Output the line that contains "Guideline: the keypoint for each instance of the man's" and every line after it to the end of the entries, with nothing added or left out.

(Coordinate annotation entries)
START

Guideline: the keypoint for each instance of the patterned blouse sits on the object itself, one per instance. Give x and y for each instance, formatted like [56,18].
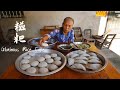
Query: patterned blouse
[60,37]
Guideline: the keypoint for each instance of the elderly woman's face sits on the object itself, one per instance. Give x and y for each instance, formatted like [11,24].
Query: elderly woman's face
[67,26]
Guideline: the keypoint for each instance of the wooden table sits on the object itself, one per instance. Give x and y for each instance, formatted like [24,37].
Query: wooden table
[109,72]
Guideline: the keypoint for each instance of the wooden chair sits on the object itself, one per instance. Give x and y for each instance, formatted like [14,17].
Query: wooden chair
[106,42]
[88,36]
[78,34]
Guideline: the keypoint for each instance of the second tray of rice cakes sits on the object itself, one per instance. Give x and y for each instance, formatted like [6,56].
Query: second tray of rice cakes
[85,61]
[37,64]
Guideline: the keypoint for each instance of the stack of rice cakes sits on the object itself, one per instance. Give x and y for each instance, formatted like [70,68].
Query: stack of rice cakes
[85,61]
[34,63]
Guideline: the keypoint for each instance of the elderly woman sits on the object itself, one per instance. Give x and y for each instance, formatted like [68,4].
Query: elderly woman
[64,34]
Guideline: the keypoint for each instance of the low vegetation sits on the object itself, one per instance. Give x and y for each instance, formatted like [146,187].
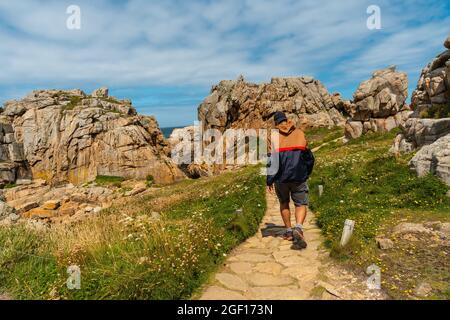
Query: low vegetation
[162,245]
[363,182]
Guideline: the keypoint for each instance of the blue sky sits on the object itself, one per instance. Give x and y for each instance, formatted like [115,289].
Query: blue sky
[166,55]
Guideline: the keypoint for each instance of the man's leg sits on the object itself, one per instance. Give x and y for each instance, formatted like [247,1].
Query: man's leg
[300,214]
[300,198]
[286,214]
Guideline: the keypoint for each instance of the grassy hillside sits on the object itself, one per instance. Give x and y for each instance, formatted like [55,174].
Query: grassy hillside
[158,246]
[363,182]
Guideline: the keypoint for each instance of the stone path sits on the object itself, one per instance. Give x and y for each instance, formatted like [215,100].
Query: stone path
[267,269]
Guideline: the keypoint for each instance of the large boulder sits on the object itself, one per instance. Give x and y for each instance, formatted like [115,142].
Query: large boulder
[70,136]
[379,104]
[239,104]
[431,99]
[434,159]
[381,96]
[417,133]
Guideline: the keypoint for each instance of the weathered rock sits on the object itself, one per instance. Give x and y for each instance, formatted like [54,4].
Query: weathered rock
[27,207]
[379,104]
[434,159]
[432,95]
[238,104]
[183,141]
[381,96]
[5,210]
[40,213]
[101,93]
[447,42]
[67,136]
[417,133]
[136,190]
[51,205]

END

## SOLUTION FOR THIS EXERCISE:
Guideline: the keypoint for each instance of the man's leg sits on the object itself, one per instance. Give x and y for each instance, formatted like [247,1].
Query: man's leg
[300,214]
[300,198]
[286,214]
Guideline: the keypoint for each instance of the grassy hillside sits on the object itself, one per instance. Give x and y for each instance, formatted like [55,174].
Query: grassy hillside
[158,246]
[363,182]
Guideline: the keypoint for each instance of the stone path sits on the object itself, one per instance. Give x and y for each instance, formatted like [215,100].
Query: stone path
[267,269]
Guideline: the keypoint for each instance of the large boulder sits on the object itself, one per instance. Give x and y for each instance, formatted like [115,142].
Query: large boulder
[70,136]
[379,104]
[239,104]
[431,99]
[434,159]
[381,96]
[417,133]
Guideline: the keypoint for each instance of the weathered rock sits on the object itself, one per instance. Give x and y for each instance, formatted like [54,4].
Query: weathered rock
[27,207]
[379,104]
[434,159]
[432,95]
[238,104]
[183,141]
[381,96]
[5,210]
[40,213]
[101,93]
[447,42]
[67,136]
[417,133]
[136,190]
[51,205]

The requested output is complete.